- **Required work**
Substitute "receives one point" for every occurrence of "takes a single dot" throughout the material below, leaving all else unchanged. Omit the pictures from your answer.

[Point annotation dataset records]
--- START ---
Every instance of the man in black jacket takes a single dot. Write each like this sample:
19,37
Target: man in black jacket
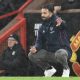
13,59
52,43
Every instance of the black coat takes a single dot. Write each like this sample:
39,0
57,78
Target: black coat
52,38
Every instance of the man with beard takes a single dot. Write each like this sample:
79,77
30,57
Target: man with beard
52,43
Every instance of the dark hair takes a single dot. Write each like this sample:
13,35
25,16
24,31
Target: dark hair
49,6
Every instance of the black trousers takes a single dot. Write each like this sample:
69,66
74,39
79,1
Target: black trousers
43,58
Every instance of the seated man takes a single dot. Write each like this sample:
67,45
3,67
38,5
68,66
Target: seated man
13,59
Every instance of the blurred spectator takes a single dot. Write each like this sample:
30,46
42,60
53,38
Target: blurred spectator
14,59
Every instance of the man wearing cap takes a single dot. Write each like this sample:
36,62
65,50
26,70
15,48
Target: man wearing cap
13,59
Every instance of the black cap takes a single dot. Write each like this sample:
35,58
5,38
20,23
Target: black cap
14,36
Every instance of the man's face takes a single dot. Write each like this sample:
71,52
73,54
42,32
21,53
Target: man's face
11,42
45,14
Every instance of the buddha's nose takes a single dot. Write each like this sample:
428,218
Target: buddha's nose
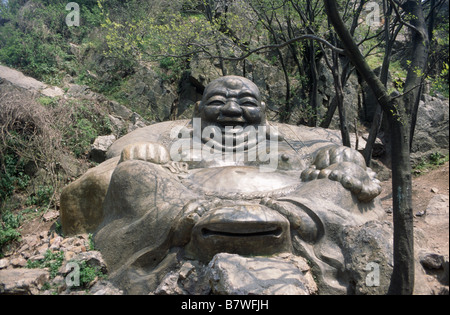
232,109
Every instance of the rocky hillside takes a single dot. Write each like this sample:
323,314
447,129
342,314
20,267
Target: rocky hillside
67,93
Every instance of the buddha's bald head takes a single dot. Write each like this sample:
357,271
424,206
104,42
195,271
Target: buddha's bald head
231,101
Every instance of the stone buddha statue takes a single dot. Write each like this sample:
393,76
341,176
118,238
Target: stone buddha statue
227,181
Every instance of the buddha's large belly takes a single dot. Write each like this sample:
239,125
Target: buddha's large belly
242,180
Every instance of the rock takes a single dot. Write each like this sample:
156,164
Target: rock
18,262
438,210
105,288
432,261
368,251
100,147
50,216
231,274
22,281
4,263
93,259
82,200
432,128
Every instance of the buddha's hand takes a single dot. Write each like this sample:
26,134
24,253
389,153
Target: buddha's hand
146,151
347,166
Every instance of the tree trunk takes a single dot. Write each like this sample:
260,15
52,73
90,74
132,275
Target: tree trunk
402,281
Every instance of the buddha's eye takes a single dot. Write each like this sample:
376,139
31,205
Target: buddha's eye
248,102
216,103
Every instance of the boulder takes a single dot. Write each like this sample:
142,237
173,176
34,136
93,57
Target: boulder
82,201
22,281
100,147
231,274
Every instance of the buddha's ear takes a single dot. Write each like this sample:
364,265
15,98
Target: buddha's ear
263,113
197,110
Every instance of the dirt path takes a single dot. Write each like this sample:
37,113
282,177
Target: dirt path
431,218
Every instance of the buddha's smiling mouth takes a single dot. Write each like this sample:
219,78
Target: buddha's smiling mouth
274,232
243,230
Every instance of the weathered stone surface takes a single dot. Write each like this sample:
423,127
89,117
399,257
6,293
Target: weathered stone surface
100,147
432,261
368,252
81,201
158,211
231,274
22,281
437,210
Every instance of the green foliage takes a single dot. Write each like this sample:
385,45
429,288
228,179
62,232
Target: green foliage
12,176
36,38
52,260
434,161
9,224
89,274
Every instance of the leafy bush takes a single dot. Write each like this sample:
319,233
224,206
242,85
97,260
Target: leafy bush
9,224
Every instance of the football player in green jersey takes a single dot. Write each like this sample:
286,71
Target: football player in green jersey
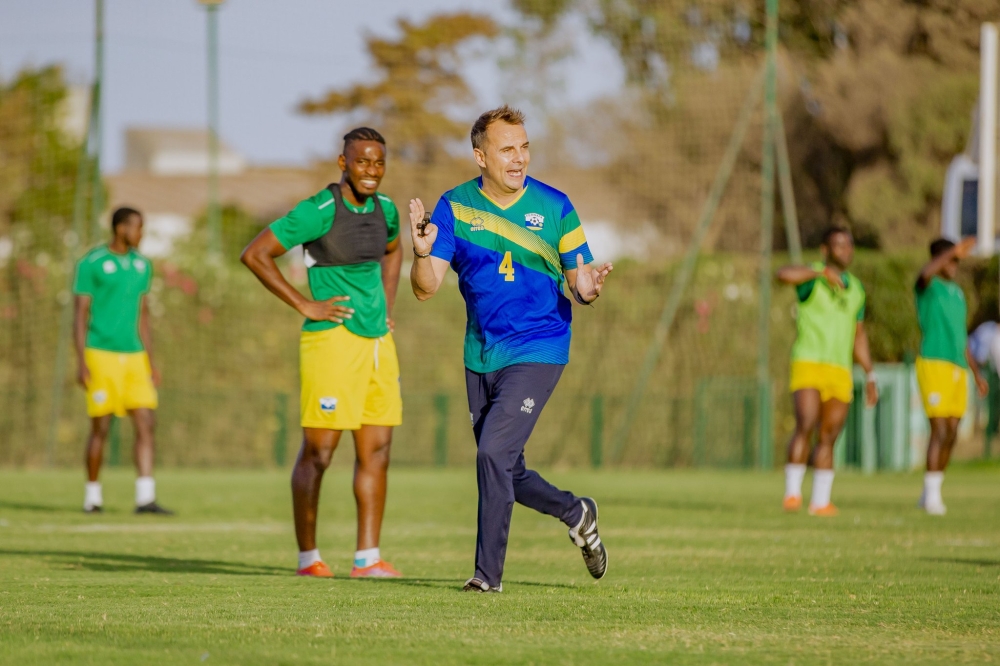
--- END ---
- **Final result**
Every instance of the man in black jacket receives one point. Write each like this sample:
19,37
Target: man in black jacket
13,59
52,43
Every instance of the black coat receives one point. Write each like this sample:
39,0
57,78
Target: black coat
52,38
Every instance of the man with beard receives one point. Write each like this sample:
79,77
30,57
Target: man with beard
52,43
Every instance of the dark hair receives one point. Write each like this sample:
13,35
25,16
24,31
Target: dark hair
49,6
Every instance of the black trousers receives one point. Write each like this sample:
69,66
74,39
79,1
Target: black trousers
43,58
Every instance of the seated man receives one point. Write each like this sample:
67,45
3,67
38,5
68,66
Target: seated man
13,59
Every instance of the blurred spectator receives one point. Write each like this sample:
30,46
42,60
53,38
Target: blurred spectator
14,59
Every instance of the man wearing cap receives one point. Write each like this sample:
36,62
65,50
26,70
15,48
Target: man wearing cap
13,59
Every instance of the black cap receives one point. Write each like this sample:
35,58
5,38
20,23
Target: black cap
14,36
Every instance of the man's face receives one point. Write each like this sample:
71,52
73,54
42,32
21,53
Target: man's face
11,42
45,14
Every instance of the buddha's nose receives one point. Write each like this sample:
428,218
Target: buddha's nose
232,109
Every instance of the rocky hillside receives one point. Write each like this sample:
323,314
447,129
342,314
20,267
Target: rocky hillside
67,93
Every instance of the buddha's bald head receives one point. Write each like this sample:
357,271
424,206
104,42
195,271
Target: buddha's bald head
231,101
Every instance of the stone buddha statue receives one point. Write each like this sample:
393,76
341,176
118,238
Target: stone buddha statue
227,181
Every instance of the buddha's large belly receives one point. Write each like this sample:
239,125
Target: buddha's large belly
242,180
Every instance of the rock receives one point. Write each like this sample:
156,164
Target: rock
18,262
438,210
105,288
432,261
368,251
100,147
50,216
231,274
22,281
4,263
93,259
82,200
432,128
Every instance of the buddha's hand receives one point. Write each like this sample:
26,134
24,253
389,153
Target: buddha's hand
146,151
347,166
Every instance of the tree trunk receives one point. Write each like this sample:
260,15
52,73
90,74
132,275
Target: tree trunk
402,281
Every instance of the buddha's eye receives one point. Write each like this sample:
376,139
31,205
Target: buddha's eye
248,102
216,103
Every instance of the boulder receives one point. Write each like this sample:
142,237
173,176
34,136
93,57
Target: boulder
82,201
22,281
100,147
231,274
Every instance of the buddha's ear receives one point. Write each like this sample:
364,265
15,98
Target: buddha's ear
263,113
197,110
Every instance of the dirt path receives one point. Write each like this sample:
37,113
282,177
Target: dirt path
431,218
Every instance of the buddha's smiling mouth receives one point. Write each like this sample:
219,78
Target: buddha's smiling mouth
274,232
243,230
Every instance of the weathered stone surface receives one point. Write each like this sample:
423,127
89,117
399,257
6,293
Target: weathered stone surface
100,147
432,261
368,252
81,201
158,211
231,274
22,281
437,210
Every instance of the green foliage receives one point. Write each like this sample:
385,45
429,288
228,179
62,232
Target: green foliage
12,176
36,38
52,260
434,161
9,224
89,274
Every instance of the leafy bush receives one point. Write each like this sample:
319,233
224,206
242,85
97,260
Target: leafy bush
9,224
Every instance of the football player in green jersey receives one point. Write each like this sample:
286,71
Target: football player in green jersey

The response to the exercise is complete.